[Exercise instructions]:
1 – Name every street or public place mentioned in the passage about the St Stephen's Green works.
2 – Please answer these from the passage about the St Stephen's Green works:
(a) For how long would the four monuments on O'Connell Street be gone?
(b) In what year was the Fusiliers Arch put in place?
(c) What will be done with the railing and plinth wall?
3 – Carry the passage about the St Stephen's Green works forward from its final sentence.

[Supplied passage]:
------

Four monuments on O'Connell Street would be gone for five years, and Donncha O'Dulaing from the RPA said the entire north-west corner of St Stephen's Green would be closed from the pedestrian gate at the top of Dawson Street, to Glovers Alley beside the existing Luas stop.
When complete, that corner of the green will be pedestrianised and closed to all traffic.
"The Green goes back to the 17th century, and the railing was put up in the early part of the 19th century," he said. "The railing and plinth wall will be removed and put in storage and hoarding will be erected.
"The Fusiliers Arch will be protected in situ. It's an interesting challenge. The arch was put in place in 1906 and it's a construction of its time, meaning there's poured concrete in it. To try and take it apart would be very difficult -- you could cause a lot of damage. It will be placed on a temporary support and once the (underground) station roof is constructed, the arch will be placed on top of it."

------

[Material provided]:
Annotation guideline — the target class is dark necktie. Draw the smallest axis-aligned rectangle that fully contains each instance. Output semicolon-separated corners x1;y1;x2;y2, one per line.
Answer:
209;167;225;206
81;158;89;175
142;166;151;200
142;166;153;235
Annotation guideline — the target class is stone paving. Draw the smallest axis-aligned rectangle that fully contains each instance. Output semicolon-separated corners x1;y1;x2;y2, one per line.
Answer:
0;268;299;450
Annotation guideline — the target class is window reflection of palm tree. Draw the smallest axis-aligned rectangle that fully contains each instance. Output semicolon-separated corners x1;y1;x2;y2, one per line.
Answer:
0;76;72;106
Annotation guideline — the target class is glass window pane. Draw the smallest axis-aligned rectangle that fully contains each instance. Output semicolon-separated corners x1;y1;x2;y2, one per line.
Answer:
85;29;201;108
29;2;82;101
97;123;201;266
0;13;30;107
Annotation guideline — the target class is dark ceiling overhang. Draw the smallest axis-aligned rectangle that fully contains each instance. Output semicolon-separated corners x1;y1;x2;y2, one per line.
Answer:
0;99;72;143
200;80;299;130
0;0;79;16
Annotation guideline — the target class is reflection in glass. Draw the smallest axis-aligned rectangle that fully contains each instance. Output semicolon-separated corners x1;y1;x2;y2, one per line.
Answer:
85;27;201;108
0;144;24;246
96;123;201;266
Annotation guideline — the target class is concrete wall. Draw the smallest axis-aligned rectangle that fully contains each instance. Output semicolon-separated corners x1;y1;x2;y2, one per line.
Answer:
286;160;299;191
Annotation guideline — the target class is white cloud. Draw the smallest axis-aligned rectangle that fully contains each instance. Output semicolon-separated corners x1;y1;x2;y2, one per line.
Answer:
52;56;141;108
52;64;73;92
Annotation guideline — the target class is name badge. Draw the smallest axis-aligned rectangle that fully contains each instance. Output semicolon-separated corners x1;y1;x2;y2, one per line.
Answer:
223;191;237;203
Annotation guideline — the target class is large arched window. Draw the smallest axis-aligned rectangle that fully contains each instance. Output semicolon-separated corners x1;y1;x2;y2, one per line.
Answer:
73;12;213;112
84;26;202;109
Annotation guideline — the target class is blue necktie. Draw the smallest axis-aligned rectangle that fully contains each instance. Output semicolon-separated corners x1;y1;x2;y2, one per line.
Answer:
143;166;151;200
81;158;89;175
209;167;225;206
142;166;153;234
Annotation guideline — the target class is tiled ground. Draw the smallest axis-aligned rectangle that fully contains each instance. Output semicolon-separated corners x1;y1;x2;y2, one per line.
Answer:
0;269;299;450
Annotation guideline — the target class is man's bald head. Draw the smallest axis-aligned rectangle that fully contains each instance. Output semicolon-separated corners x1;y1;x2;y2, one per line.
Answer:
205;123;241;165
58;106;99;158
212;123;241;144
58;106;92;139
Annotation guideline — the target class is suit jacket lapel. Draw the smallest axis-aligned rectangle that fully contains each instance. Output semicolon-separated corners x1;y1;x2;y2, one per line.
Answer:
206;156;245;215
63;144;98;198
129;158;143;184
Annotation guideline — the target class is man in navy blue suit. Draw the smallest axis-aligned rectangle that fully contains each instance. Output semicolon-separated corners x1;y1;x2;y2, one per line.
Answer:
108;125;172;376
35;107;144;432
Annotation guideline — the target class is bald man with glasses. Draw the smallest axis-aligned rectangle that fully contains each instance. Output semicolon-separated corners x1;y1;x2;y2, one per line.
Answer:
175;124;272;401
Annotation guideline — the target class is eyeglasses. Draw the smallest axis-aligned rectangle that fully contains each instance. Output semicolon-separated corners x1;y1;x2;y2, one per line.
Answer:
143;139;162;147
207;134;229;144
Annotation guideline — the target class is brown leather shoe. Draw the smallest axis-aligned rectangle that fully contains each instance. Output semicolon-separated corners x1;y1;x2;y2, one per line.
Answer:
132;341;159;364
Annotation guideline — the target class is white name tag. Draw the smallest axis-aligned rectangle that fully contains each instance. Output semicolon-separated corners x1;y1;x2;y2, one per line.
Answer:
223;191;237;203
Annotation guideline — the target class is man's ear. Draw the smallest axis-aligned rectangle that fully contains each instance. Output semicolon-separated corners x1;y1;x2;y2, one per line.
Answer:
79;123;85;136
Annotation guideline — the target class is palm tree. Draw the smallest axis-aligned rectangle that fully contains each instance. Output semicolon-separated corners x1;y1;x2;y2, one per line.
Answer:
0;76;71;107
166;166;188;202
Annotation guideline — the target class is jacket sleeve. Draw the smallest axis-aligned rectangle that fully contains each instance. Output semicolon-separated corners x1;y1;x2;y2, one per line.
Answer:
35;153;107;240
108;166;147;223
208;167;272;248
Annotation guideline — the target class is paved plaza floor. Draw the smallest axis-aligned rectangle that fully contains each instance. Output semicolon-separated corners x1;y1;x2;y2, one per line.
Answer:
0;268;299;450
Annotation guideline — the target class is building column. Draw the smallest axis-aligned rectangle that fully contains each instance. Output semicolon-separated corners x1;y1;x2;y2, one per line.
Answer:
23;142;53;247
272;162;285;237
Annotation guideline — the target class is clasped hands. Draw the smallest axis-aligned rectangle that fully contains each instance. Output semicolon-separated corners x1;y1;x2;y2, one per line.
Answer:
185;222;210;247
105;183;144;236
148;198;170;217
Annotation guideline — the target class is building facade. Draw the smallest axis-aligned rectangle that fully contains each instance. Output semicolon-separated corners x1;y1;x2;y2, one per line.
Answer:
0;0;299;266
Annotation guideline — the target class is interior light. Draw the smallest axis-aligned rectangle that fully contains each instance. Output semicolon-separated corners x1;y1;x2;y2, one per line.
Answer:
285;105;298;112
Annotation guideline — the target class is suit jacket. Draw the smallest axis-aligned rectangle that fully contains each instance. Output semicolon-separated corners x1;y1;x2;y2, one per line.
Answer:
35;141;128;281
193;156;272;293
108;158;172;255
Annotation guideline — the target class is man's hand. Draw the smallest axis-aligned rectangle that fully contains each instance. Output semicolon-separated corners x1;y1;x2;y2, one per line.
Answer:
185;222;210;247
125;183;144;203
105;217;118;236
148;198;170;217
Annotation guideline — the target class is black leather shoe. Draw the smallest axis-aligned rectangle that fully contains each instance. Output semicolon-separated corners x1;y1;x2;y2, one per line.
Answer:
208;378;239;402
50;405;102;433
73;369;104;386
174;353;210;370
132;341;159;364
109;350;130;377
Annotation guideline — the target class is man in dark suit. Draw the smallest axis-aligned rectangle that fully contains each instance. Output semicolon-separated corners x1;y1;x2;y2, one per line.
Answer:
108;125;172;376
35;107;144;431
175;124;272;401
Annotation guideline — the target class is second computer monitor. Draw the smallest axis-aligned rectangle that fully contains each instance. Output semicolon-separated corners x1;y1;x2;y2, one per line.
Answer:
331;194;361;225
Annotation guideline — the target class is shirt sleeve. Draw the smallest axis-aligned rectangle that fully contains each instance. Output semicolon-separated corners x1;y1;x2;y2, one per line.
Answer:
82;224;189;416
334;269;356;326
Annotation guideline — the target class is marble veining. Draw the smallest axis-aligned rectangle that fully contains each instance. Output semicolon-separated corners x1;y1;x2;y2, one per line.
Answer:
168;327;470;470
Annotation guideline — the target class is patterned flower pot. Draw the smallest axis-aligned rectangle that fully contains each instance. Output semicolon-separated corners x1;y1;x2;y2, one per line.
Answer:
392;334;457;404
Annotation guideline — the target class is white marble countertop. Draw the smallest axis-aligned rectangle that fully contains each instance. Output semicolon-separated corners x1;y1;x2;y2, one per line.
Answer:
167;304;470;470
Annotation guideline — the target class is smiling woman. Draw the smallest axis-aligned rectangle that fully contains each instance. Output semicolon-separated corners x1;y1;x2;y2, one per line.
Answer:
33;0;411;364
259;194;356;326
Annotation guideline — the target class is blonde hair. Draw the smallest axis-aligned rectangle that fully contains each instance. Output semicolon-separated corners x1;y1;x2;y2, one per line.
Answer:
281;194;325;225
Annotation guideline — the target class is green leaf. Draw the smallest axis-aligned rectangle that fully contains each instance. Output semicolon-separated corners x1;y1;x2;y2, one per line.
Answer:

------

[Expected results]:
1 – O'Connell Street, St Stephen's Green, Dawson Street, Glovers Alley

2 –
(a) Five years.
(b) 1906.
(c) They will be removed and put in storage.

3 –
While the bridge between the two ponds will be open to pedestrians, the ducks will be moved to new homes. A number of statues will also be relocated to the south side of the park.
"Lord Ardilaun, of the Guinness family, put in place the design for the Green as we now know it which opened to the public in 1888. He's seated opposite the Royal College of Surgeons and will be moved. Robert Emmet is being moved as well."
Street furniture, 600 metres of footrails, granite paving, light stands and bollards will also be removed and put in storage. The work will take about six months, and the heavy construction works will then begin. Forty of the 800 trees on the green will be removed.
The project is ready to go. Transport Minister Noel Dempsey has repeatedly said that it will go ahead, and all that's needed now is the green light from An Bord Pleanala, and final sign-off from the Government.
The project will be funded under a Public Private Partnership (PPP) model, meaning the private sector pays for construction and the State repays the cost over time.
The European Investment Bank has offered a €500m loan for the project, which should help attract banks. Not going ahead or postponing the project would be disastrous, industry sources said.
"Metro North is the only show in town for 2011," one said.
"Companies have spent a lot of time and money preparing for this process, and for it not to go ahead would be disastrous. If this project doesn't go ahead, no PPP project will ever go ahead in Ireland because we'll be seen as a joke."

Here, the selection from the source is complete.